• CEL: Zbierz z wierszy poniżej wszystkie linijki, w których występuje słowo „target”, i przepisz je bez zmian.

• DANE WEJŚCIOWE:
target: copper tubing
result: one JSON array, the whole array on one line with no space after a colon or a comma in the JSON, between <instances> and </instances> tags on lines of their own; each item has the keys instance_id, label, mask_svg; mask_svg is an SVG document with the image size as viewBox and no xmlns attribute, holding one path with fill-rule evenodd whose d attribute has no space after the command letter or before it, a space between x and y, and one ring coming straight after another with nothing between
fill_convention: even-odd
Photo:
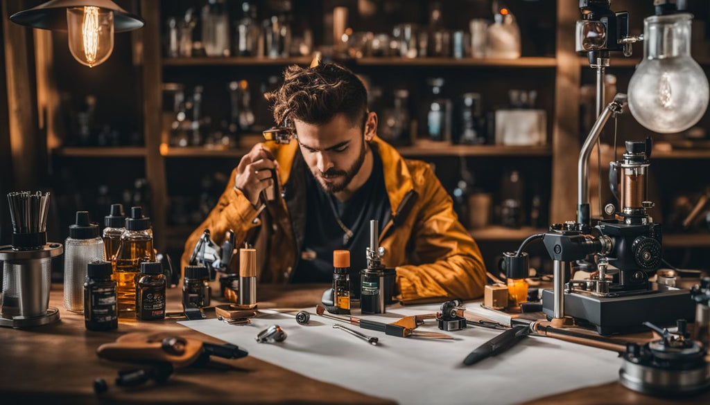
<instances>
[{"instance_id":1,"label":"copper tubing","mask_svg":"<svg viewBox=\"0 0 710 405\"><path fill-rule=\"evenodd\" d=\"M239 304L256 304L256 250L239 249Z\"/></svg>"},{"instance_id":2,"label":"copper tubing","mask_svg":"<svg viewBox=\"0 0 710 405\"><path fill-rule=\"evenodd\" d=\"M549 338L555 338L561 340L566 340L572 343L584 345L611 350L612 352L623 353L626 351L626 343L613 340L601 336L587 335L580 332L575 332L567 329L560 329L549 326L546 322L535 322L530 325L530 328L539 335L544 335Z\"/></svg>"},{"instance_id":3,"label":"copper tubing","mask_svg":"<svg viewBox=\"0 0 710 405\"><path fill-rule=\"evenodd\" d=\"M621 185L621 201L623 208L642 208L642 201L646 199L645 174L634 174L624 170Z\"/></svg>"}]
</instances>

---

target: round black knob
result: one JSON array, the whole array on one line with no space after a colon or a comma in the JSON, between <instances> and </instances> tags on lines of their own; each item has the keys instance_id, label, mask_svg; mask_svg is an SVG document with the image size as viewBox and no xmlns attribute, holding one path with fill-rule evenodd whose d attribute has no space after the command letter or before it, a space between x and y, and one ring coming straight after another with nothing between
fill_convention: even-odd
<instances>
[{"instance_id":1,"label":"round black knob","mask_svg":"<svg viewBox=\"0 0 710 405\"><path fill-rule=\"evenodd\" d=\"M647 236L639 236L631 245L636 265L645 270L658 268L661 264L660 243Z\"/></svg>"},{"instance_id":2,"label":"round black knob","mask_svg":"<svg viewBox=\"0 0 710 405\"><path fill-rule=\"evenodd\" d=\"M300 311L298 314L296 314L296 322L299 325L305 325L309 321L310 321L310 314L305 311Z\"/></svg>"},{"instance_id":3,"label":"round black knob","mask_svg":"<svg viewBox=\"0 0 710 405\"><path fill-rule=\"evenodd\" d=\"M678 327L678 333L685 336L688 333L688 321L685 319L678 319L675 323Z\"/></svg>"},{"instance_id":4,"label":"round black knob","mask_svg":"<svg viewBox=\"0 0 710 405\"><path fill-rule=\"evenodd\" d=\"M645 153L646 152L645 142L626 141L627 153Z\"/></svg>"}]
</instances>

• WYKONANE ZADANIE:
target: copper tubing
target: round black knob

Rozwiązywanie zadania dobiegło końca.